» TASK DIRECTIONS
Reproduce every one of the following items line for line, changing nothing.

» INFORMATION SHOWN
--- BEGIN ---
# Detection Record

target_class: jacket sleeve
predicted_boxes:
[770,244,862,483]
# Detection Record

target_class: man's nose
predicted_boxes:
--- END ---
» ANSWER TO THIS EXERCISE
# Detection Record

target_class: jacket sleeve
predicted_boxes:
[770,244,862,483]
# Detection Record

target_class: man's nose
predicted_boxes:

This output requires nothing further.